● **EJERCICIO**
Responda estas preguntas sobre el fragmento citado:
1. ¿Con qué tipo de gestos no puede conformarse la izquierda?
2. ¿Quién promueve, al parecer, la campaña de recogida de residuos?
3. ¿En qué lugar se hizo la recogida en Alicante?

Este modelo va más allá para constituirse en expresión de confusión entre gestos y símbolos. Si la izquierda debe intentar fabricar con sus relatos renovados símbolos movilizadores, no puede conformarse con alentar gestos de consumo rápido, olvidados una vez aplaudidos en las redes. Porque el problema de los gestos en esta fase de incertidumbre y angustia es que puede que la intención del emisor no coincida con los códigos de interpretación de la mayoría de receptores. Pondré algún ejemplo de actualidad.

Se está desarrollando una campaña de recogida de residuos en enclaves de valor medioambiental, al parecer promovida por alguna ONG. En principio nada que objetar. El problema aparece cuando se quiere convertir esa acción en un acto de concienciación política. Los participantes quieren mejorar su entorno. Pero el mensaje que muchos escuchan es que si está sucio es por la incapacidad de las instituciones para solucionar el problema: la culpa, al final, es de políticos que no quieren o no saben solucionar la cuestión. Y para los políticos y políticas no hay lenguaje correcto que valga: se les puede insultar a todas horas. Pero es que la participación de instituciones y responsables públicos añade confusión. Los políticos deben hacer normas o arbitrar medidas para solucionar el asunto y no proclamar su impotencia. (En Alicante la recogida fue en las Lagunas de Rabassa… ¿ha habido críticas al propietario del suelo y responsable de su mantenimiento o la culpa es de un “todos” difuso que, de nuevo, conduce a las instituciones representativas?)

● **EXTRACTOS DE DATOS**

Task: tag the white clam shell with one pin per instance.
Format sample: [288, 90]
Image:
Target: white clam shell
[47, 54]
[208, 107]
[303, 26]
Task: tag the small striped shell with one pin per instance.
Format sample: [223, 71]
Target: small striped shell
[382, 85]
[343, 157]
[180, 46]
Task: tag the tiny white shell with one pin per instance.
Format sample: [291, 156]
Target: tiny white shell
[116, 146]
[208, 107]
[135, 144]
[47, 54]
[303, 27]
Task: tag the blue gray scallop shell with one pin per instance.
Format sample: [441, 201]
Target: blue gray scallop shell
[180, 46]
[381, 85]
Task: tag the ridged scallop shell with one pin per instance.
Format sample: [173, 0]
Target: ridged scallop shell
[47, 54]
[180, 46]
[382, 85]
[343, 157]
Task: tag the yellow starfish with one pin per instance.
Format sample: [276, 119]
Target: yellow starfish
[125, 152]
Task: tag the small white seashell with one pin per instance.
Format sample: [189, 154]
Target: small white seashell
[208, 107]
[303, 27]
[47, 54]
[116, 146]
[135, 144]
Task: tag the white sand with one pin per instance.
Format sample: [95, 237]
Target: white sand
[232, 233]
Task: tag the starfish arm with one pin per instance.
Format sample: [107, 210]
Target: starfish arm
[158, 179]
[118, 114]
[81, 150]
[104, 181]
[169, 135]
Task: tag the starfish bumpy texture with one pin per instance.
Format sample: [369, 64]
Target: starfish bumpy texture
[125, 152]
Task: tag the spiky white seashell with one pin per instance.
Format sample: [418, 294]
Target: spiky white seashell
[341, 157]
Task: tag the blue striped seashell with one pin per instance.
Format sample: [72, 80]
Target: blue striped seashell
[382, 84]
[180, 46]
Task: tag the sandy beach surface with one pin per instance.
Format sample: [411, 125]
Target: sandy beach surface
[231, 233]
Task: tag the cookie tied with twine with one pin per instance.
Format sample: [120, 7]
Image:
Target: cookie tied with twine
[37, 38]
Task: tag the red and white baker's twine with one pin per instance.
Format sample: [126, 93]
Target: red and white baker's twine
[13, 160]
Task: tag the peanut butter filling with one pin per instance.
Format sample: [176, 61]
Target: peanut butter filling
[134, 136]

● **ESPACIO DE RESPUESTA**
1. Con gestos de consumo rápido, olvidados una vez aplaudidos en las redes.
2. Alguna ONG.
3. En las Lagunas de Rabassa.